▶ _TO DO_
1) In the brewer profile, where does the name Battered Boar come from? Answer in one to three sentences.
2) Write a continuation of the brewer profile that picks up after its final sentence.

▶ _TEXT PASSAGE_
— start —
Meet the Brewer: Battered Boar Brewing Company

Meet the Brewer: Battered Boar Brewing Company
Garett Fisbeck
Mike Sandefur poses for a photo at Battered Boar Brewing Company, Monday, June 5, 2017.

Editor’s note: As part of our continuing coverage of Oklahoma craft beer, Oklahoma Gazette presents “Meet the brewer,” a monthly feature profiling beermakers.

Mike Sandefur is a natural raconteur. A man with both a past and a beard that are long and varied, he is something akin to a giant treasury of entertaining stories. Follow any one of them and you’ll soon arrive at one of Edmond’s Battered Boar Brewing Company’s signature beers.

Even the brewery’s name begins with a thrilling tale.

“It is an unusual name,” Sandefur said. “In 1998, I killed a 400-pound Russian boar with a knife. Don’t worry; he was trying to kill me, too.”

Not only did the boar give its name to the brewery, it gave its head to the taproom, 14700 Metro Plaza Blvd., Suite E, in Edmond that is under construction.

Sharp stuff

Sandefur is an imposing figure well before he begins telling you about knife fighting.

The big man can look deadly serious when he wants to. Were Sandefur just a giant, he’d be scary enough, but it only takes a short conversation before you realize the sharpest blade in his repertoire is his keen mind.

In the past, he has held several jobs, including more than a decade teaching law enforcement and military personnel about close-quarter knife fighting. Since 2009, he has been dedicating his brains to a different kind of pursuit: brewing amazing beers.

That’s its own story. Sandefur was teaching knife combat when one of his students came to him looking for inspiration.

“There’s artistry in everything you do, 

whether it’s making furniture or brewing your own beer,” he said. “So we went to The Brew Shop and I bought a brew kit.”

Though his student didn’t get into making beer, Sandefur was immediately obsessed.
— end —
[Position annotation records]
— start —
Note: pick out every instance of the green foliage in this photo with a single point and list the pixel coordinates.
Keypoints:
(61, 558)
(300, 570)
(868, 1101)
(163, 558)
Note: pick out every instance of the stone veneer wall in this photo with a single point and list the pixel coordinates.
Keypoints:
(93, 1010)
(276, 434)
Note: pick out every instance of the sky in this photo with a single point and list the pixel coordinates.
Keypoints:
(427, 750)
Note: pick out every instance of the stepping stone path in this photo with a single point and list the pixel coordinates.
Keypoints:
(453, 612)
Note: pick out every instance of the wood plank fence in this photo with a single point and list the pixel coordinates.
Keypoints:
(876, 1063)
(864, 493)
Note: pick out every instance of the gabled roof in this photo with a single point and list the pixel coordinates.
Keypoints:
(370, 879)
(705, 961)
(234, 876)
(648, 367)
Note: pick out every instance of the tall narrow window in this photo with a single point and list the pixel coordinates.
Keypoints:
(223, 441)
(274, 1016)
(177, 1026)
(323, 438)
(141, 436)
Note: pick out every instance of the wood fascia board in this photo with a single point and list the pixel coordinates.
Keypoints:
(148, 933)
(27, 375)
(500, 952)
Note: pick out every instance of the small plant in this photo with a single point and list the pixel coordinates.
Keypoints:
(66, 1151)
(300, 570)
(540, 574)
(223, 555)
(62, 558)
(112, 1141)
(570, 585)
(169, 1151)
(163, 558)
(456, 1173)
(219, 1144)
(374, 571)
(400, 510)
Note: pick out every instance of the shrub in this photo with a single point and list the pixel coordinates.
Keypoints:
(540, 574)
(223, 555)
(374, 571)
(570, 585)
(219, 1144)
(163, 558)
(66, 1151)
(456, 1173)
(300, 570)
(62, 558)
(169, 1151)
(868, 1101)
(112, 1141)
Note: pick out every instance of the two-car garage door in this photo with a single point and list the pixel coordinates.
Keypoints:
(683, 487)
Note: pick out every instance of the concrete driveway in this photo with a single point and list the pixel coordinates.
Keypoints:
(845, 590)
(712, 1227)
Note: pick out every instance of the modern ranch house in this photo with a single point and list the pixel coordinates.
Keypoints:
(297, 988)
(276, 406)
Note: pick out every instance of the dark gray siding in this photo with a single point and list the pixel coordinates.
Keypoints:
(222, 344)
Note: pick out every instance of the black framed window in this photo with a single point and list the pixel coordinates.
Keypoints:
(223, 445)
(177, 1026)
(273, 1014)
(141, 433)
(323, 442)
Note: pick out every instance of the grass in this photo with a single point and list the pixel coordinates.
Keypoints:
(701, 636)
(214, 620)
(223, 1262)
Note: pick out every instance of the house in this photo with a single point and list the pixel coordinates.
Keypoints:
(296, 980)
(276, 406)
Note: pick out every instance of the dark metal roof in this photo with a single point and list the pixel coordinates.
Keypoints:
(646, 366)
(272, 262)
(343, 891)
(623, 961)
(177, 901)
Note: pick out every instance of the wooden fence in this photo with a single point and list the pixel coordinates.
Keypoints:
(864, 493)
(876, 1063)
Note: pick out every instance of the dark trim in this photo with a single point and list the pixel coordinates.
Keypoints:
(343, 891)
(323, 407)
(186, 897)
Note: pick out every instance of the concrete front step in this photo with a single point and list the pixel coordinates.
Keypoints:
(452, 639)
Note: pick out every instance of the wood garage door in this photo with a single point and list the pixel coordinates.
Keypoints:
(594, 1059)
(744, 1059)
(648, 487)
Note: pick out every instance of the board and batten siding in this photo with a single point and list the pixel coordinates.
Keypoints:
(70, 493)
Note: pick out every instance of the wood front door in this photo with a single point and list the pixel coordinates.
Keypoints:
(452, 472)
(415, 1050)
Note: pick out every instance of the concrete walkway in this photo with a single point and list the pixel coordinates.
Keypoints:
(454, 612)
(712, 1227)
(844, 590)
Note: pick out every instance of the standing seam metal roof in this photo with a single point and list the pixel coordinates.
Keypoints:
— end —
▶ _ANSWERS TO THE EXERCISES_
1) The name comes from an encounter Sandefur describes: in 1998 he killed a 400-pound Russian boar with a knife while the boar was trying to kill him. That boar also gave its head to the taproom under construction in Edmond.

2)
“The first year, I think I brewed about 200 batches of beer,” he said. “Every flat surface in the house had a fermenter on it.”

That was when his wife Michelle said it was time to make a go at brewing beer in a professional setting or at least get it out of the house.

Coming home

Battered Boar is a small craft brewery known for big beers. It’s not well-known locally, though. For the past few years, the company focused on selling outside of Oklahoma, garnering sales in Georgia, Texas and Arkansas.

But Sandefur said that changed last year with the passage of Senate Bill 424 and other alcohol modernization legislation.

“It’s frustrating to not do business in Oklahoma,” he said.

Regulations made the cost of selling beer in-state an onerous task. But with a slew of rule changes, it’s becoming much easier to return to the market.

Sandefur was born and raised just a few miles away from the brewery. Nowhere is home to him like Oklahoma, and finally, Oklahoma is ready to be a real home to Battered Boar, too.

As the state’s thirst for craft beer grows, the brewery is poised to introduce a variety of different beer styles to consumers.

Best sellers like LaPadite Farmhouse Ale and Lion’s Tooth Floret will certainly continue. Sales of Coconut Cream Stout are so strong that every drop Battered Boar brews is quickly out the door.

Sandefur hopes the same will be true for his new creation, Boarchata, a beer made with a type of Mexican cinnamon he found immediately alluring.

“It has this delicate flavor that is so expressive I had to build a beer around it,” he said. “All of our beers are ingredient-driven.”

Special cocoa nibs and Oregon cherries (the same kind used in Ben & Jerry’s Cherry Garcia ice cream) are the basis for his Chocolate Cherry Porter.

“Remember that day, Michelle?” he asked his wife. “We spent an hour on the phone just tasting chocolate. That was a good day.”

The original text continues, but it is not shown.